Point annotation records
--- start ---

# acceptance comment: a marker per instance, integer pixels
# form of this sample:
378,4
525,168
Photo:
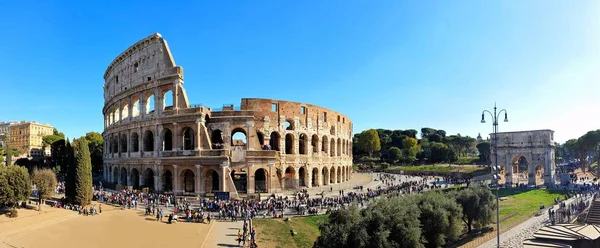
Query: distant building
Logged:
4,128
27,136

--- end ---

Exercise aim:
Write out every line of the records above word for word, leaving out the pictures.

Completed task:
# acceptance comment: a marker per instance, integer pixels
# form of this sample:
378,4
525,168
Photo:
Query: distant building
Logged:
4,128
27,136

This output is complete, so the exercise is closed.